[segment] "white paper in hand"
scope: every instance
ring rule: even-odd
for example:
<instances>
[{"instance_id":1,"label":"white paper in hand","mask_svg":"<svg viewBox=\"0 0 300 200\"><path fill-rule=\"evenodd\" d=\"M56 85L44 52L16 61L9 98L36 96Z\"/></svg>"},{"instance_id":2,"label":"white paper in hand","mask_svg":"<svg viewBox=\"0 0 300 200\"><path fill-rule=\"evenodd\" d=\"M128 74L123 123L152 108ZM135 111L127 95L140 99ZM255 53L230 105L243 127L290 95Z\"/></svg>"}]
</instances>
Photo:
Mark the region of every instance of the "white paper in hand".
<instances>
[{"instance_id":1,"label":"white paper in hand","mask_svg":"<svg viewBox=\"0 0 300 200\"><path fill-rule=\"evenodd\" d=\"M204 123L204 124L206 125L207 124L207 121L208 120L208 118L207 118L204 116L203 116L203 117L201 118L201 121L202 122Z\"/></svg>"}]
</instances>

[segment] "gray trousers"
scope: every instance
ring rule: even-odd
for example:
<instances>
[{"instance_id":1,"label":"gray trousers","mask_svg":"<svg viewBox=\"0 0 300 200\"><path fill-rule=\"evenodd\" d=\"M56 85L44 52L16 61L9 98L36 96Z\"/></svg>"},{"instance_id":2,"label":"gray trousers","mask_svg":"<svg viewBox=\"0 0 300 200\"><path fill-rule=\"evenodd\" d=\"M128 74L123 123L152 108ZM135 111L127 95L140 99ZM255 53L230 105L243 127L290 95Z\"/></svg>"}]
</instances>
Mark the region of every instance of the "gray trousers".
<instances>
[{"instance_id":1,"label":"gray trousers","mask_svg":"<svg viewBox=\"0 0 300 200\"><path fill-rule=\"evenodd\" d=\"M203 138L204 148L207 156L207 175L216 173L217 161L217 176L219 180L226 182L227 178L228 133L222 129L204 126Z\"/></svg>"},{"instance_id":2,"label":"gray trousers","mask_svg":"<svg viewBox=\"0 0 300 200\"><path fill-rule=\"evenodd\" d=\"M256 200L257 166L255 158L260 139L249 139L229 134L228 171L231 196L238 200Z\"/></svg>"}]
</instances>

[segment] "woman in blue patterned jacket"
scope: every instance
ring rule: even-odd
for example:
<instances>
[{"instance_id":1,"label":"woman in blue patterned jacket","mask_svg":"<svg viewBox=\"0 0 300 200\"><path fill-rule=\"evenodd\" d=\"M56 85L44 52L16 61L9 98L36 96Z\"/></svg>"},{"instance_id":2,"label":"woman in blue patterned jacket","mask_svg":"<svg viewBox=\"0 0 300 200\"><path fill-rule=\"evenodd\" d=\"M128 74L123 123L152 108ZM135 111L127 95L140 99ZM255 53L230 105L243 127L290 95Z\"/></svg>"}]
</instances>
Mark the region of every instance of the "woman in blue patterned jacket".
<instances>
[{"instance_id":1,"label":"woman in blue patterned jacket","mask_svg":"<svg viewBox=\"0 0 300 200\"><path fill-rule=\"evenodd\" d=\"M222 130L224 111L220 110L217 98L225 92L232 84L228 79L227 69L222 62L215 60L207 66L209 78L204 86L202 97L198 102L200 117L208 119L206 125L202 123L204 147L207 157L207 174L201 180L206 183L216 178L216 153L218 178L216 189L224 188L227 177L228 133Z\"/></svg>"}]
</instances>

- [Goal]: The records above must be repeated exactly, every one of them.

- [Result of this task]:
[segment] "white paper in hand"
scope: every instance
ring rule: even-odd
for example:
<instances>
[{"instance_id":1,"label":"white paper in hand","mask_svg":"<svg viewBox=\"0 0 300 200\"><path fill-rule=\"evenodd\" d=\"M56 85L44 52L16 61L9 98L36 96Z\"/></svg>"},{"instance_id":2,"label":"white paper in hand","mask_svg":"<svg viewBox=\"0 0 300 200\"><path fill-rule=\"evenodd\" d=\"M128 74L123 123L152 108ZM135 111L127 95L140 99ZM255 53L230 105L243 127L290 95Z\"/></svg>"}]
</instances>
Photo:
Mark the region of every instance of the "white paper in hand".
<instances>
[{"instance_id":1,"label":"white paper in hand","mask_svg":"<svg viewBox=\"0 0 300 200\"><path fill-rule=\"evenodd\" d=\"M204 123L204 124L206 125L207 124L207 121L208 120L208 118L207 118L204 116L203 116L203 117L201 118L201 121L202 122Z\"/></svg>"}]
</instances>

[segment] "gray trousers"
scope: every instance
ring rule: even-odd
for example:
<instances>
[{"instance_id":1,"label":"gray trousers","mask_svg":"<svg viewBox=\"0 0 300 200\"><path fill-rule=\"evenodd\" d=\"M56 85L44 52L16 61L9 98L36 96Z\"/></svg>"},{"instance_id":2,"label":"gray trousers","mask_svg":"<svg viewBox=\"0 0 300 200\"><path fill-rule=\"evenodd\" d=\"M128 74L123 123L152 108ZM135 111L127 95L140 99ZM255 53L230 105L243 127L290 95Z\"/></svg>"}]
</instances>
Mark the region of every instance of the "gray trousers".
<instances>
[{"instance_id":1,"label":"gray trousers","mask_svg":"<svg viewBox=\"0 0 300 200\"><path fill-rule=\"evenodd\" d=\"M203 138L204 148L207 156L207 175L216 173L217 161L217 176L219 180L226 182L227 178L228 133L222 129L204 126Z\"/></svg>"},{"instance_id":2,"label":"gray trousers","mask_svg":"<svg viewBox=\"0 0 300 200\"><path fill-rule=\"evenodd\" d=\"M256 200L257 166L255 158L260 139L249 139L229 134L228 171L231 196L238 200Z\"/></svg>"}]
</instances>

[segment] "woman in blue patterned jacket"
scope: every instance
ring rule: even-odd
for example:
<instances>
[{"instance_id":1,"label":"woman in blue patterned jacket","mask_svg":"<svg viewBox=\"0 0 300 200\"><path fill-rule=\"evenodd\" d=\"M56 85L44 52L16 61L9 98L36 96Z\"/></svg>"},{"instance_id":2,"label":"woman in blue patterned jacket","mask_svg":"<svg viewBox=\"0 0 300 200\"><path fill-rule=\"evenodd\" d=\"M128 74L123 123L152 108ZM135 111L127 95L140 99ZM255 53L230 105L243 127L290 95Z\"/></svg>"}]
</instances>
Mark the region of every instance of the "woman in blue patterned jacket".
<instances>
[{"instance_id":1,"label":"woman in blue patterned jacket","mask_svg":"<svg viewBox=\"0 0 300 200\"><path fill-rule=\"evenodd\" d=\"M222 130L224 111L220 110L217 98L225 92L232 84L228 79L227 69L222 62L215 60L207 66L209 78L204 86L202 97L198 102L200 117L208 119L206 125L202 123L204 147L207 157L207 174L201 180L206 183L216 178L216 153L218 178L216 189L224 188L227 177L228 133Z\"/></svg>"}]
</instances>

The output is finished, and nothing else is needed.